▸ Stated task: Output every entry below verbatim, line for line, without changing anything.

(Point labeling examples)
===

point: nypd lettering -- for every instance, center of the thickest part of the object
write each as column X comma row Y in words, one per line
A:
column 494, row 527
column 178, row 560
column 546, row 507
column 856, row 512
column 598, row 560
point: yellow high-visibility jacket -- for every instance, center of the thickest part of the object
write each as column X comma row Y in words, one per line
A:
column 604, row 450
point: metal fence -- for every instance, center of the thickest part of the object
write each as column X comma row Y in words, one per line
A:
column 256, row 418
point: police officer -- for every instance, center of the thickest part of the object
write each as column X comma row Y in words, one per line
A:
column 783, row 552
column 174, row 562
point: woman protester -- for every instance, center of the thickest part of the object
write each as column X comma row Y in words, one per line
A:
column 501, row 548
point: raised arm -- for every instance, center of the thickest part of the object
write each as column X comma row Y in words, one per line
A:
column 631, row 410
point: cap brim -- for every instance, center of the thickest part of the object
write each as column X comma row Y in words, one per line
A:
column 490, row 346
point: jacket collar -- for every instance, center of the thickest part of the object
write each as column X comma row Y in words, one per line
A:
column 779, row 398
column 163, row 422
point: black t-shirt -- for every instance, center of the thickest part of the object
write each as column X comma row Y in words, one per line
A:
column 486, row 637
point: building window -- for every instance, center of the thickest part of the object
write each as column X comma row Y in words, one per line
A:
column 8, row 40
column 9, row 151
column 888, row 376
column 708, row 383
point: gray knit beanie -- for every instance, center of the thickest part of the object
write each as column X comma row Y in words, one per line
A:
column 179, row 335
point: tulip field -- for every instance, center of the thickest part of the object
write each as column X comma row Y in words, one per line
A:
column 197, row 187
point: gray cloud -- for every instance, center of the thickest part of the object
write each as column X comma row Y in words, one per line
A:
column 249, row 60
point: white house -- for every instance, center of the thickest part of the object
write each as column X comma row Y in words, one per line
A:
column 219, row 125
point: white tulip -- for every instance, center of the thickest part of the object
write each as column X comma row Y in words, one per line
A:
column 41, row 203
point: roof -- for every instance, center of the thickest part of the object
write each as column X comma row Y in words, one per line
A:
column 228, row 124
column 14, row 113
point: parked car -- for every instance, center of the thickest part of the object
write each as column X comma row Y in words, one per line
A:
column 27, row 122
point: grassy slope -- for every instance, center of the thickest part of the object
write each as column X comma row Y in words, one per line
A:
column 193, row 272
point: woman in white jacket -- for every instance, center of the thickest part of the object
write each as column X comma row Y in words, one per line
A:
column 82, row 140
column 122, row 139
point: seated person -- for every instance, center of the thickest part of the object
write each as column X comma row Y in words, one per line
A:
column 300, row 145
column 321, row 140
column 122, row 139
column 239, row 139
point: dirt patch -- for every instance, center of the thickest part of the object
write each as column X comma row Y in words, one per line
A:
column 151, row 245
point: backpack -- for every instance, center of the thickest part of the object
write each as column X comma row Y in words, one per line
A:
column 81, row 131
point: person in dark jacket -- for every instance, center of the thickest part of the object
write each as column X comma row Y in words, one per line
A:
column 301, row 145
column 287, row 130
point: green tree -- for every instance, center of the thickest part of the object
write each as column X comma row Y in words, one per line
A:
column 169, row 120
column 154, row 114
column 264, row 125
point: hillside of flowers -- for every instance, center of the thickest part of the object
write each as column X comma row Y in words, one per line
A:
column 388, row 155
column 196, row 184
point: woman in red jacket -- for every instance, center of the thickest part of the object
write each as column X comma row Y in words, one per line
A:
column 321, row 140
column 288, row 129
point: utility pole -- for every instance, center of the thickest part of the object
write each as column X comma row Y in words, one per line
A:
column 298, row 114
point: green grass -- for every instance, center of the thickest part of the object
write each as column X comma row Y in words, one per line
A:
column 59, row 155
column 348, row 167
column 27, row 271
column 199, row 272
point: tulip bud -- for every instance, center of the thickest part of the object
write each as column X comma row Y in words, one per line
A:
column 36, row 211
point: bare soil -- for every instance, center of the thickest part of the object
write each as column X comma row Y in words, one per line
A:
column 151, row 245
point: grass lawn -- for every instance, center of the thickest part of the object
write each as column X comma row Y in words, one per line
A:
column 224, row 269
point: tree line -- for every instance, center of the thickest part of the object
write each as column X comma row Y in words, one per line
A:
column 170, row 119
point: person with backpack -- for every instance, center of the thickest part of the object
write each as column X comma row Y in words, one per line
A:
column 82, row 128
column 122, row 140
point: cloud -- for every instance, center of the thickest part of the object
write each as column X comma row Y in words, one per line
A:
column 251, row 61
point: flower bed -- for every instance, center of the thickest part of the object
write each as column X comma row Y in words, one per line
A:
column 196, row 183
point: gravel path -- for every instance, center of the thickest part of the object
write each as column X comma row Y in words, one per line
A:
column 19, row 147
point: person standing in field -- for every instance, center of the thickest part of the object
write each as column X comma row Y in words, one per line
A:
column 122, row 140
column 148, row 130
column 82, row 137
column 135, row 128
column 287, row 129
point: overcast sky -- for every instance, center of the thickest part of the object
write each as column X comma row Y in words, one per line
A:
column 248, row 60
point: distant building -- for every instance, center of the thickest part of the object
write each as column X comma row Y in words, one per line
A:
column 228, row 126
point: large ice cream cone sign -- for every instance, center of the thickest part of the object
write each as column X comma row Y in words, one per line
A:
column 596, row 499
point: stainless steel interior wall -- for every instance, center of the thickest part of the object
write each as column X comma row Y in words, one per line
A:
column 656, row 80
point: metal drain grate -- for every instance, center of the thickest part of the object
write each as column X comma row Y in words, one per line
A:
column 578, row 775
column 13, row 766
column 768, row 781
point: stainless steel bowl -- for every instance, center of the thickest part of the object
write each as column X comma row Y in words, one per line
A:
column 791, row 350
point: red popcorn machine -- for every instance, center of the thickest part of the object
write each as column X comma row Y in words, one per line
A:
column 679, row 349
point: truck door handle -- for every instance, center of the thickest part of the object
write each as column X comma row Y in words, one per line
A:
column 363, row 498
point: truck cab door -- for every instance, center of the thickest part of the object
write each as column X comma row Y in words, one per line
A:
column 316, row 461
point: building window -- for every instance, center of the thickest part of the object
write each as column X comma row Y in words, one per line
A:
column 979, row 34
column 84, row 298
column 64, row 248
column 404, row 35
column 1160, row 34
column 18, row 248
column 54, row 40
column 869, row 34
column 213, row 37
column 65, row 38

===

▸ Task output:
point: nypd lettering -- for every instance, center of the thickest part of the object
write each as column X comma row Y in words, one per line
A:
column 494, row 527
column 178, row 560
column 546, row 507
column 856, row 512
column 598, row 560
point: yellow high-visibility jacket -- for every instance, center of the thickest part of the object
write each as column X comma row Y in words, one per line
A:
column 604, row 450
point: metal fence -- for every instance, center of the thickest part of the object
write each as column X comma row Y in words, one per line
A:
column 256, row 418
point: police officer -- for every instance, center of the thickest part of the object
write each as column X comma row Y in words, one per line
A:
column 783, row 552
column 174, row 562
point: woman protester -- for every instance, center of the thickest part of the object
write each as column X comma row Y in words, one per line
A:
column 501, row 548
point: raised arm -- for every instance, center of the thickest part of the object
write each as column X comma row Y in words, one per line
A:
column 631, row 410
point: cap brim -- for every instance, center of the thickest part of the object
write each as column X comma row Y in words, one per line
A:
column 490, row 346
point: jacket collar -- for every instance, center of the thickest part of the object
write each as column X comma row Y in words, one per line
A:
column 779, row 398
column 163, row 422
point: black t-shirt -- for every instance, center of the thickest part of the object
write each as column X comma row Y in words, one per line
A:
column 486, row 637
point: building window -- for every instance, center of the thickest part of the object
write each as column X comma row Y in words, one per line
A:
column 8, row 40
column 9, row 151
column 888, row 376
column 708, row 383
point: gray knit beanie -- for every instance, center of the thickest part of the object
write each as column X comma row Y in words, one per line
A:
column 179, row 335
point: tulip field -- for every instance, center of the thickest part of the object
write each as column X comma row Y in words, one per line
A:
column 197, row 187
point: gray cloud -- for every instance, center of the thickest part of the object
write each as column X comma row Y in words, one per line
A:
column 249, row 60
point: white house -- for every instance, center of the thickest part of the object
write each as column X comma row Y in words, one per line
A:
column 219, row 125
point: white tulip -- for every instance, center of the thickest part of the object
write each as column X comma row Y in words, one per line
A:
column 41, row 203
point: roof -- for every instance, center of the thickest part of the object
write each as column X comma row Y in words, one per line
A:
column 228, row 124
column 14, row 113
point: parked car -- for every instance, center of the thickest part of the object
write each as column X comma row Y in words, one per line
A:
column 27, row 122
point: grassy slope -- for every instance, center of the thickest part of the object
write each as column X comma row Y in words, one per line
A:
column 193, row 272
point: woman in white jacket -- for every instance, center of the thickest part of the object
write each as column X comma row Y in words, one per line
A:
column 82, row 140
column 122, row 139
point: seated person -- for every instance, center of the thickest part of the object
write each as column X comma row Y in words, one per line
A:
column 300, row 145
column 321, row 140
column 122, row 139
column 239, row 139
point: dirt patch -- for every instance, center of the thickest part of the object
write each as column X comma row Y in words, one per line
A:
column 151, row 245
point: backpack -- for every instance, center of the thickest part of the object
write each as column X comma row Y in words, one per line
A:
column 81, row 131
point: person in dark jacket -- for every instance, center of the thickest part of the object
write each as column X comma row Y in words, one per line
A:
column 301, row 145
column 287, row 130
point: green tree -- for every instance, center of the thickest part of the object
write each as column X comma row Y in words, one per line
A:
column 169, row 120
column 154, row 114
column 264, row 125
point: hillside of flowers -- for every instance, center of the thickest part of the object
write each as column X comma row Y in words, one per line
A:
column 388, row 155
column 196, row 184
point: woman in red jacket -- for every instance, center of the thickest part of the object
write each as column X comma row Y in words, one per line
A:
column 321, row 140
column 288, row 129
point: utility pole -- for every instance, center of the thickest part of the object
write each as column X comma row Y in words, one per line
A:
column 298, row 114
point: green grass -- for every instance, center of the thickest part of the object
write each as column X comma row Y in words, one per line
A:
column 59, row 155
column 348, row 167
column 27, row 271
column 199, row 272
point: tulip bud -- for every instance, center of the thickest part of the object
write each as column X comma row Y in words, one per line
A:
column 36, row 211
point: bare soil -- for every instance, center of the thickest part of the object
write each as column X comma row Y in words, one per line
A:
column 151, row 245
point: grass lawn -- for every instance, center of the thickest part of the object
write each as column X comma row Y in words, one per line
A:
column 224, row 269
point: tree line -- for every instance, center of the thickest part of the object
write each as column X comma row Y in words, one per line
A:
column 170, row 119
point: person with backpack -- for every instance, center of the thickest part of the object
write each as column X comma row Y in words, one per line
A:
column 82, row 128
column 122, row 140
point: cloud -- for every instance, center of the thickest part of the object
write each as column X comma row Y in words, one per line
A:
column 251, row 61
point: flower bed -- for every instance, center of the thickest part of the object
write each as column X comma row Y in words, one per line
A:
column 196, row 183
point: gravel path -- for every instance, center of the thickest part of the object
write each as column X comma row Y in words, one per line
A:
column 19, row 147
point: person standing in field -- for every instance, center of the thickest part of the object
write each as column X comma row Y in words, one per line
A:
column 122, row 140
column 148, row 130
column 82, row 137
column 135, row 128
column 287, row 129
point: overcast sky -- for every instance, center of the thickest part of the object
write each as column X comma row Y in words, one per line
A:
column 248, row 60
point: distant building -- for every instance, center of the thickest part of the object
write each as column X comma row Y in words, one per line
A:
column 228, row 126
point: large ice cream cone sign -- for every instance, center of the thickest part of the object
write each as column X comma row Y in words, one per line
A:
column 596, row 499
point: stainless steel interior wall -- for every instance, center of the thickest part of the object
write each as column X comma row Y in words, one per line
A:
column 656, row 80
point: metal drain grate -- for every instance, center of the thickest part of the object
write each as column X comma row Y in words, one per line
A:
column 578, row 775
column 13, row 766
column 768, row 781
point: stainless steel bowl -- for every instance, center of the thickest part of the object
write each as column X comma row Y in words, one per line
A:
column 791, row 350
point: red popcorn machine -- for every instance, center of the thickest part of the object
write each as column X comma row Y in words, one per line
A:
column 679, row 349
point: truck door handle -- for every instance, center of the thickest part of the object
write each as column X comma row Y in words, one per line
A:
column 363, row 498
point: truck cab door -- for every instance, center of the thickest part of the object
write each as column X comma row Y in words, one per line
A:
column 316, row 461
point: building window -- for every instance, center of the thickest part of the object
write each as column X comma row Y in words, one per line
A:
column 979, row 34
column 84, row 298
column 64, row 248
column 404, row 35
column 1160, row 34
column 18, row 248
column 54, row 40
column 869, row 34
column 213, row 37
column 65, row 38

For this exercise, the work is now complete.